Exercise details:
Take the lines in the listing below from the line with "Target: street lamp" up to and including the line with "formatted as [226,66]." and set them down exactly, skipping pictures and adding nothing.

━━ Information shown ━━

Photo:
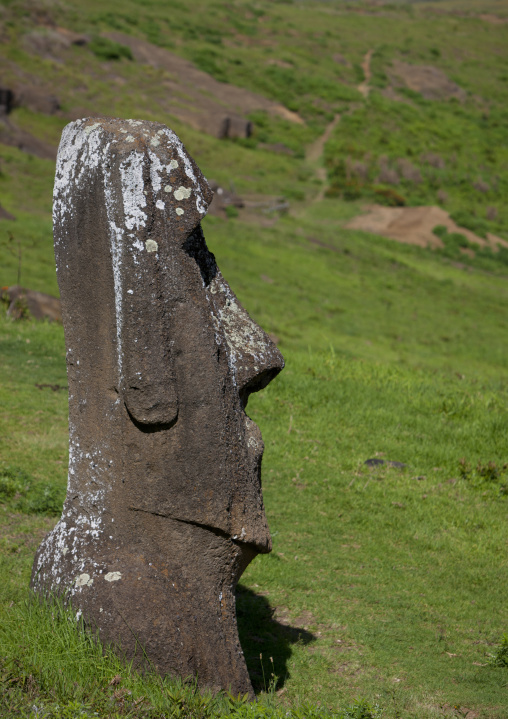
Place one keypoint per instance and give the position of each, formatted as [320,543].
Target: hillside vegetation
[385,594]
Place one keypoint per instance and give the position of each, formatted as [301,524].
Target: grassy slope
[376,576]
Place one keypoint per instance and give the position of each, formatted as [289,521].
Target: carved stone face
[164,507]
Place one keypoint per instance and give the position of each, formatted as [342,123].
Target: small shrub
[389,197]
[388,176]
[489,472]
[434,160]
[463,218]
[500,657]
[106,49]
[481,186]
[231,211]
[409,172]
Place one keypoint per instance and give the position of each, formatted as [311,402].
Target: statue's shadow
[264,638]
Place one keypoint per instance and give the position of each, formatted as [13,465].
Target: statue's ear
[150,401]
[148,383]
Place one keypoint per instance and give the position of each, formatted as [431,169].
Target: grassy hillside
[387,584]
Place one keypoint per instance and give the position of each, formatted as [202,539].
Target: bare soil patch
[414,225]
[429,81]
[363,87]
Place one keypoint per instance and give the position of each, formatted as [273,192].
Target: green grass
[386,586]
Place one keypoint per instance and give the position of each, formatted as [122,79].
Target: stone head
[164,507]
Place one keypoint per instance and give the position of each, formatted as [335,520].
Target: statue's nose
[253,357]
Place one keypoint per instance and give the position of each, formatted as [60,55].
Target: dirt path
[314,152]
[363,87]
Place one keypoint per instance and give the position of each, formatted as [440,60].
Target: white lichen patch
[113,576]
[183,193]
[84,580]
[91,128]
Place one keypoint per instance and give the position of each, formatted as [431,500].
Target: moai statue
[164,509]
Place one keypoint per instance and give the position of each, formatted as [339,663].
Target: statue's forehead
[144,166]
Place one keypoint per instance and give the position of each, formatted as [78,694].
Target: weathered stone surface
[164,508]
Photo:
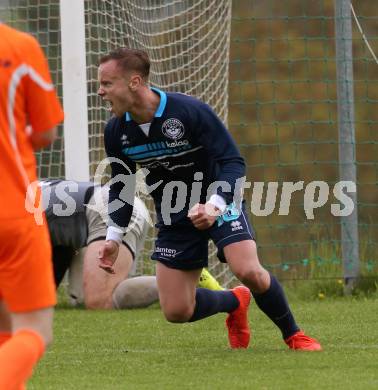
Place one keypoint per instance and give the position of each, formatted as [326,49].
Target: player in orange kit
[29,114]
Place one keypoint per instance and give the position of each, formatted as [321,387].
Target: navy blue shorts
[186,248]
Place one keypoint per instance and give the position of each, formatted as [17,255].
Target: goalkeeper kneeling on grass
[76,214]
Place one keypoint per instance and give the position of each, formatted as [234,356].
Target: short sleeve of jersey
[43,107]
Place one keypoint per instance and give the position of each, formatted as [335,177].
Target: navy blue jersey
[187,143]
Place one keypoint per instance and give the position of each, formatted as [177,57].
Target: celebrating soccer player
[29,114]
[195,176]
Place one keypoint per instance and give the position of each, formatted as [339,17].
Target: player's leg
[136,292]
[27,287]
[99,285]
[75,278]
[267,292]
[61,257]
[208,281]
[177,292]
[181,254]
[5,323]
[140,291]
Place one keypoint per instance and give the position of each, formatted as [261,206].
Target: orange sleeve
[43,106]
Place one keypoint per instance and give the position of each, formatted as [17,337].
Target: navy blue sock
[274,304]
[209,302]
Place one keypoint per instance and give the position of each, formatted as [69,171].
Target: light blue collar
[161,107]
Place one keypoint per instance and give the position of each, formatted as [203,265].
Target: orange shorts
[26,275]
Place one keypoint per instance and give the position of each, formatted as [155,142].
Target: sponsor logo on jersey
[236,225]
[173,128]
[156,164]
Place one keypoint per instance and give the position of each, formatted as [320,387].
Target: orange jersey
[27,101]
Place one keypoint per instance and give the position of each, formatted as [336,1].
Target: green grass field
[138,349]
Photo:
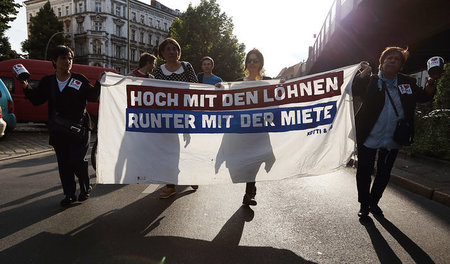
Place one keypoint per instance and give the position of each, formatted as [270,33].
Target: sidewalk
[419,174]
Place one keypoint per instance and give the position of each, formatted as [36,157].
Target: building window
[98,7]
[118,52]
[118,30]
[80,28]
[98,26]
[133,55]
[97,47]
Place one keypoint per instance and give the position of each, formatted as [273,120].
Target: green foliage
[6,52]
[42,27]
[205,31]
[432,134]
[8,10]
[442,98]
[432,138]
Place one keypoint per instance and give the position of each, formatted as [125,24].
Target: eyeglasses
[253,61]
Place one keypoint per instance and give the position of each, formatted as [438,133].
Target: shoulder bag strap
[390,99]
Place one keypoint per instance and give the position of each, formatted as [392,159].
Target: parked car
[438,113]
[24,110]
[7,106]
[2,125]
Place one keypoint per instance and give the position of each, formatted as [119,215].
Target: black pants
[71,162]
[366,162]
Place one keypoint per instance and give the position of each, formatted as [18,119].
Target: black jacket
[70,103]
[373,102]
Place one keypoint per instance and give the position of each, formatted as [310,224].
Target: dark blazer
[373,102]
[70,103]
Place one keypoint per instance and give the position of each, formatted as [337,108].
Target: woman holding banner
[243,154]
[173,70]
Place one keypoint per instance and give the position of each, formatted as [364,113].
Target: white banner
[154,131]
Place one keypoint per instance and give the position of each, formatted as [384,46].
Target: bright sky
[282,30]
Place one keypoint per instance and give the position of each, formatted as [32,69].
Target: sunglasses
[253,61]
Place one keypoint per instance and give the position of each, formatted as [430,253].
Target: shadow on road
[384,251]
[412,248]
[124,236]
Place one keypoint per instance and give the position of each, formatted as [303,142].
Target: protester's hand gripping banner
[154,131]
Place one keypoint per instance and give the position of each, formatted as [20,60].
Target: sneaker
[83,197]
[376,210]
[363,211]
[68,200]
[249,200]
[169,191]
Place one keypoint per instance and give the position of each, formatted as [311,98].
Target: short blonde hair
[389,50]
[166,42]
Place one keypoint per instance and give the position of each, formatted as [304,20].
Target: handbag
[73,130]
[404,130]
[68,128]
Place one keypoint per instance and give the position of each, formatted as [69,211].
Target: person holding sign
[69,122]
[146,65]
[243,154]
[207,64]
[173,70]
[384,121]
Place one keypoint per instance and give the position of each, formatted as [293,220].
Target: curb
[26,154]
[440,196]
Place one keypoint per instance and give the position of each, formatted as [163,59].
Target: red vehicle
[24,110]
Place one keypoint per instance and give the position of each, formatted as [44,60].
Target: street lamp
[50,39]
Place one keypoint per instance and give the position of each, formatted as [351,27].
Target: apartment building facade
[110,33]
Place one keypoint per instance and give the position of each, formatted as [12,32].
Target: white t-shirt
[62,84]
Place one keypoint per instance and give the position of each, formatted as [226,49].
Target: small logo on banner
[405,89]
[74,83]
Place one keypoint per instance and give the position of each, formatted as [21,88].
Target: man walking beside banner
[384,122]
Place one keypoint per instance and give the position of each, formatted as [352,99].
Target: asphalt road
[299,220]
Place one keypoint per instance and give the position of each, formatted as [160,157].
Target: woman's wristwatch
[431,82]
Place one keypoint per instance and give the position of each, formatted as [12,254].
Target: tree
[42,27]
[8,10]
[205,31]
[442,97]
[6,52]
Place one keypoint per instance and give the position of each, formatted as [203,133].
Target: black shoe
[68,200]
[363,211]
[83,197]
[249,200]
[376,210]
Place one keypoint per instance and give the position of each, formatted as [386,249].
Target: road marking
[151,188]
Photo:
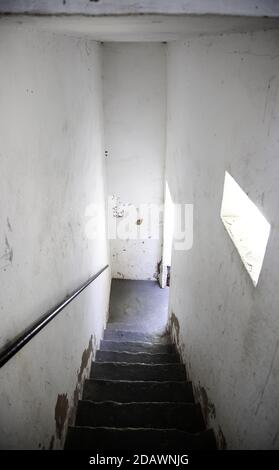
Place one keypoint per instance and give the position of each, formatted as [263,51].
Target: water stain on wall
[175,327]
[85,358]
[61,411]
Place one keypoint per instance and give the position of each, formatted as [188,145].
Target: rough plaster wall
[223,114]
[51,155]
[134,106]
[124,7]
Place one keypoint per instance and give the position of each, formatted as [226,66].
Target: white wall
[224,115]
[51,156]
[134,106]
[128,7]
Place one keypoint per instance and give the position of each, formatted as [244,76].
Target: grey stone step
[123,391]
[88,438]
[122,371]
[120,335]
[130,346]
[136,358]
[184,416]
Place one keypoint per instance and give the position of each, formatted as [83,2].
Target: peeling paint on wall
[85,358]
[208,408]
[221,440]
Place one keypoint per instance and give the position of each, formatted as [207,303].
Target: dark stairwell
[138,396]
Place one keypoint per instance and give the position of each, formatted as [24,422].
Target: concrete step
[124,391]
[120,335]
[89,438]
[130,346]
[122,371]
[136,358]
[165,415]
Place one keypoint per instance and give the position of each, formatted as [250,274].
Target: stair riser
[136,358]
[107,345]
[84,438]
[125,392]
[158,372]
[185,417]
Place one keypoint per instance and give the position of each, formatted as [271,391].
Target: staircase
[138,398]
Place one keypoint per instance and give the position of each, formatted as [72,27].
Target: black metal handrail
[12,348]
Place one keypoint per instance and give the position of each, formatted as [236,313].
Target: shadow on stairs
[138,398]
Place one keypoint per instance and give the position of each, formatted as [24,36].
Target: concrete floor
[138,306]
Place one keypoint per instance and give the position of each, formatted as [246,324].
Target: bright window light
[247,227]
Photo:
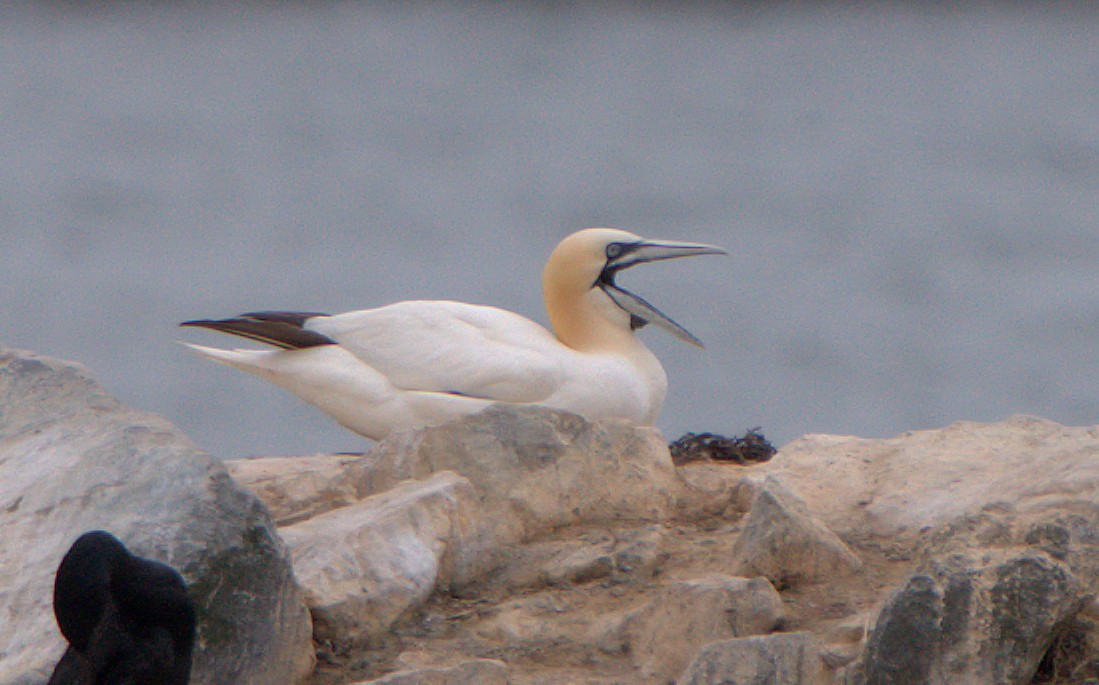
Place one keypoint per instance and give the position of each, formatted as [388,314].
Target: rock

━━━

Answer for the task:
Target: street lamp
[50,39]
Place one keypoint per instance and give the position of each, formatted as [351,27].
Target: apartment building facade
[110,33]
Place one keypoint per instance and give the position of each, formatted as [12,32].
Target: white t-shirt
[62,84]
Place one keypoint per instance and give the position of each, formatted as [226,49].
Target: small logo on banner
[405,89]
[74,83]
Place one keypoint per instance and give the position of each, formatted as [21,88].
Target: man walking beside banner
[384,122]
Place one keypoint per instance and give the position of each, formatted as [352,99].
Target: asphalt road
[299,220]
Place one keypoint per instance and give the position of each, formatted as [160,157].
Target: woman's wristwatch
[431,82]
Place one keypoint per instance and give the position of each, formatted as [12,254].
Target: tree
[42,27]
[8,10]
[205,31]
[442,97]
[6,52]
Place one keypoint per instance and give the position of each, formatted as [203,133].
Target: black shoe
[68,200]
[363,211]
[83,197]
[249,200]
[376,210]
Place one keypoint per instance and give the position of each, formatted as [386,249].
Target: road marking
[151,188]
Photo:
Place one keypoint per instance and give the position of each, formatted as [263,51].
Target: water stain on wall
[175,327]
[85,358]
[61,411]
Place one keypoint per instance and give the position of each, formatted as [188,145].
Target: rough plaster wall
[223,114]
[51,155]
[134,106]
[124,7]
Place one keypoint per instance and give the position of each, formatted as [226,66].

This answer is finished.